Return each line below exactly as it reads, and omit any image in it.

─── Data extracts ───

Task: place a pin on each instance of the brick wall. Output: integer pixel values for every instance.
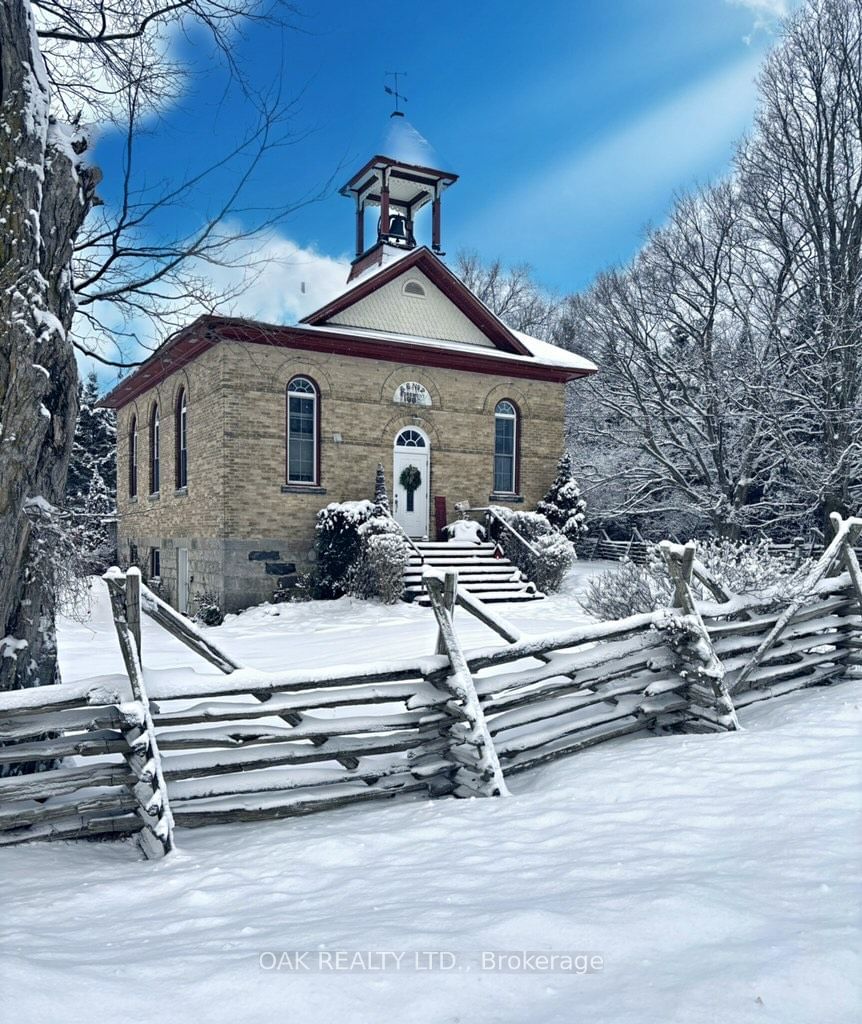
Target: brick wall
(236, 508)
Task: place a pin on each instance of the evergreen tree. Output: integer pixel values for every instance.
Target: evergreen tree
(381, 499)
(91, 485)
(563, 506)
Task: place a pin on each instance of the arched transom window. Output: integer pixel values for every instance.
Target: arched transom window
(410, 438)
(181, 435)
(415, 289)
(133, 458)
(155, 444)
(303, 409)
(505, 448)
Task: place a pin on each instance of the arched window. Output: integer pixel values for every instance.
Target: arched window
(505, 449)
(181, 435)
(303, 432)
(154, 451)
(415, 289)
(133, 458)
(410, 438)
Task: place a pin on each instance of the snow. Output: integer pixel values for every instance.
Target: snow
(541, 351)
(466, 530)
(715, 876)
(407, 145)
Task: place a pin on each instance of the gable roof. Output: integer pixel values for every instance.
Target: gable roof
(502, 337)
(542, 361)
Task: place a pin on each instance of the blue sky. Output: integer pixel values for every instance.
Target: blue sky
(571, 124)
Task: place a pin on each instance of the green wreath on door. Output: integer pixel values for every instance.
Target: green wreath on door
(411, 479)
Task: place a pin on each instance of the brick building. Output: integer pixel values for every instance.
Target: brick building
(234, 433)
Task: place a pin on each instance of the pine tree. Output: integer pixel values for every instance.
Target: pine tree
(91, 485)
(563, 506)
(381, 499)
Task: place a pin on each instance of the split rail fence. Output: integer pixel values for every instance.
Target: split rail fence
(149, 756)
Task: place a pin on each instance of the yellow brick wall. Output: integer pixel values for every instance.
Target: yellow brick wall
(236, 413)
(356, 397)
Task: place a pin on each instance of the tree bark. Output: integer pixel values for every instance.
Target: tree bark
(44, 197)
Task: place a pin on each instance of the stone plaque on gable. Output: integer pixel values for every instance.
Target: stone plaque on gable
(412, 393)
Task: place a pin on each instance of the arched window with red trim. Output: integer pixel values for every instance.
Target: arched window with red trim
(155, 444)
(506, 448)
(133, 457)
(303, 431)
(181, 438)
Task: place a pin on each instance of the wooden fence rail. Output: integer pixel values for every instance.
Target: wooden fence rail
(245, 745)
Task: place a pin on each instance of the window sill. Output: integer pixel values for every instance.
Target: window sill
(302, 488)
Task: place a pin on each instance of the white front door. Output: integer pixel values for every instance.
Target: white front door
(182, 580)
(411, 479)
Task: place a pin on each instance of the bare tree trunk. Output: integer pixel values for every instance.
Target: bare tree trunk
(44, 197)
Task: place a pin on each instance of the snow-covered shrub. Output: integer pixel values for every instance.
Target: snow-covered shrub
(562, 506)
(739, 567)
(337, 544)
(381, 499)
(298, 588)
(628, 590)
(379, 569)
(751, 567)
(208, 608)
(465, 531)
(552, 554)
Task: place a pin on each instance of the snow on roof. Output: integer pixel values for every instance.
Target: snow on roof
(404, 143)
(546, 352)
(541, 351)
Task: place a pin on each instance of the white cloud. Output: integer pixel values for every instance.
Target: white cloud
(767, 13)
(285, 283)
(268, 278)
(587, 194)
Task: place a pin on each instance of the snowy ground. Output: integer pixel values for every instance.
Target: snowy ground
(715, 876)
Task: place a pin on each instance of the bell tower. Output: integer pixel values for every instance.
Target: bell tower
(399, 181)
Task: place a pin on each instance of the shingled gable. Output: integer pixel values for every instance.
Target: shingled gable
(438, 273)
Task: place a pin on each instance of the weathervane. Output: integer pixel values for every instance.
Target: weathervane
(394, 92)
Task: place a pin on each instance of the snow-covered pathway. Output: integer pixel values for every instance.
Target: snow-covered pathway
(716, 876)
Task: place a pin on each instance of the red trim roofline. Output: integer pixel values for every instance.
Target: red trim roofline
(207, 332)
(454, 289)
(379, 160)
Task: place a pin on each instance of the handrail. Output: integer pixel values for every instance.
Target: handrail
(522, 540)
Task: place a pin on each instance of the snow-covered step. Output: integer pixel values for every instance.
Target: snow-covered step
(479, 570)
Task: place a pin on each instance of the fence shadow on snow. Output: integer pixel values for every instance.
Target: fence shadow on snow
(149, 757)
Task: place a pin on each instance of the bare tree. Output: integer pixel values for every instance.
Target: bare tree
(63, 65)
(511, 293)
(731, 349)
(672, 350)
(801, 180)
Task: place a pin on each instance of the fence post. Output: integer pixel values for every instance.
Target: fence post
(846, 530)
(133, 604)
(156, 836)
(476, 770)
(449, 592)
(710, 707)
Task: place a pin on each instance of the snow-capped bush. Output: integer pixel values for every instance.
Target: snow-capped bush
(337, 544)
(379, 569)
(208, 608)
(562, 506)
(552, 556)
(750, 567)
(298, 588)
(739, 567)
(627, 590)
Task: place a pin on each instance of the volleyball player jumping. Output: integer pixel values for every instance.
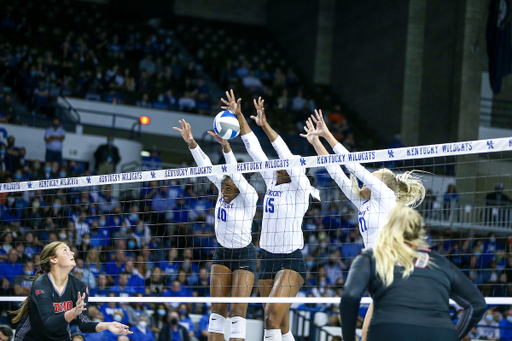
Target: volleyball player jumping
(234, 261)
(411, 299)
(283, 269)
(56, 299)
(381, 191)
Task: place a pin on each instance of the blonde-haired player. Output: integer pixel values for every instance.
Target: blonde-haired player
(410, 285)
(381, 191)
(234, 261)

───

#### Task solution
Task: place a pin on each instance of the brick wall. Output: integer pixel values for every instance.
Target: brick wall
(236, 508)
Task: place a pin on each instance of the evergreen tree. Output: integer pixel values for every instance.
Target: evergreen tree
(381, 499)
(91, 485)
(563, 506)
Task: place a pin on each instance of the arched transom window. Output: integer pixel values for every instance.
Target: arched transom window
(410, 438)
(181, 435)
(415, 289)
(133, 458)
(155, 444)
(303, 409)
(505, 448)
Task: place a pin on each instance of the arched window. Output: integer pixel values for every instance.
Target: arched window
(505, 449)
(181, 435)
(303, 432)
(154, 451)
(415, 289)
(133, 458)
(410, 438)
Task: place a pin on each instance of the snow. Output: integer pixel values for every instance.
Target: snow
(541, 351)
(466, 530)
(715, 876)
(407, 145)
Task: place a pin on each instance of the gable roof. Output: integer pixel values for every instance.
Target: gable roof
(502, 337)
(542, 361)
Task: place a pin on each instance of the blue sky. Output: integer pixel values for every instance.
Target: blue sky
(571, 124)
Task: place a pin on each instance of the green wreath on door. Output: integer pixel values for every instance.
Target: green wreath on door
(411, 479)
Task: place a pin on each instance of the brick building. Output: integer pixel values for every instance.
Target: brick building
(234, 433)
Task: place a pin on each instance of the pine tree. Output: integer pixel values for every instance.
Target: pine tree
(91, 485)
(563, 506)
(381, 499)
Task: place a pin on each instance of the split rail fence. Output: integer pixel values for every instance.
Target: split rail fence
(149, 756)
Task: place a pin on each instance of the yellow brick wall. Output: integer pixel values for every instance.
Target: yellow brick wall
(236, 413)
(356, 397)
Task: place a pin on each instance of the tree bark. Output: integer pixel values for every instance.
Target: tree bark
(44, 197)
Task: place a pin on each instance of the stone plaque on gable. Output: integer pixel values for every instance.
Target: stone plaque on gable
(412, 393)
Task: place a pin on each instance of the arched window with red trim. Output: integer pixel values for every instance.
Target: arched window with red trim
(155, 444)
(506, 448)
(133, 457)
(303, 431)
(181, 438)
Task: place a pin on each instance of the wooden fence rail. Output: integer pixel values for every instance.
Target: wooden fence rail
(245, 745)
Task: place a pin on each instance of the window sill. Output: integer pixel values for every instance.
Target: window sill
(302, 488)
Task: place a pin on each instance of the white front door. Output: integer pixel values for every instance.
Target: white front door
(182, 580)
(411, 479)
Task: place a pin on each instance of the bare tree trunk. Output: integer pixel values for every instance.
Target: bare tree trunk
(44, 197)
Task: place a pin on each instance of the snow-covered shrub. Output: integer pixel values for every instance.
Target: snow-covered shrub
(562, 506)
(739, 567)
(337, 544)
(381, 499)
(298, 588)
(628, 590)
(379, 569)
(751, 567)
(208, 608)
(465, 531)
(552, 554)
Task: place a pin on each instance of the snow on roof. Output: integer pixel values for every instance.
Target: snow on roof
(404, 143)
(546, 352)
(541, 351)
Task: place a pin on each instance of the white cloud. Output: integer pixel values for every instance.
Target: white cloud
(767, 13)
(285, 283)
(268, 278)
(587, 194)
Task: place a pin on each instance of the snowy ground. Output: integer pixel values for every instance.
Target: snowy ground
(715, 876)
Task: place a pin on each instance of the bell tower. Output: integer pixel values for every instance.
Target: bell tower
(399, 181)
Task: place a pin on each instance of the shingled gable. Output: integer pixel values for every instance.
Target: shingled gable
(438, 273)
Task: place a pin on each instance of the weathervane. Output: integer pixel values for every instance.
Target: weathervane
(394, 92)
Task: place a pin on each instance of the snow-covered pathway. Output: integer pixel values for every instance.
Target: snow-covered pathway
(716, 876)
Task: place a pin on each instance of the red trim roofline. Output: integer pixel values for every instance.
Target: red trim roofline
(207, 332)
(454, 289)
(379, 160)
Task: place a pin on each instance of the handrail. Output: integer pixel values for every instance.
Target: handrail
(522, 540)
Task: place a pin on each instance of the snow-covered step. Output: integer pixel values for every instance.
Target: snow-covered step
(479, 570)
Task: place a pin on each instance of the fence shadow on snow. Output: integer pixel values for every instance.
Target: fence shadow on snow
(149, 757)
Task: place a pin on each instance of the bare tree. Output: integer pixel values for every instance.
Target: bare tree
(63, 65)
(511, 293)
(731, 349)
(672, 350)
(801, 180)
Task: place a pin on each instance of the fence post. Output: integer pixel values for every instance.
Target: fence post
(846, 530)
(133, 604)
(156, 836)
(476, 770)
(449, 592)
(710, 707)
Task: place a pin on each instance of the snow-capped bush. Output: integer pixel values for every instance.
Target: snow-capped bush
(337, 544)
(379, 569)
(208, 608)
(562, 506)
(552, 556)
(750, 567)
(298, 588)
(739, 567)
(627, 590)
Task: place a pin on each instance of the volleyball player jumping. Output: integer pixel values for every instance.
Target: volleyball player jumping
(234, 261)
(411, 299)
(283, 269)
(56, 299)
(381, 191)
Task: place a pin on each instance of the blonde-haired player. Output: integer pixel values for every instance.
Target: blonde-haired player
(410, 285)
(381, 191)
(234, 261)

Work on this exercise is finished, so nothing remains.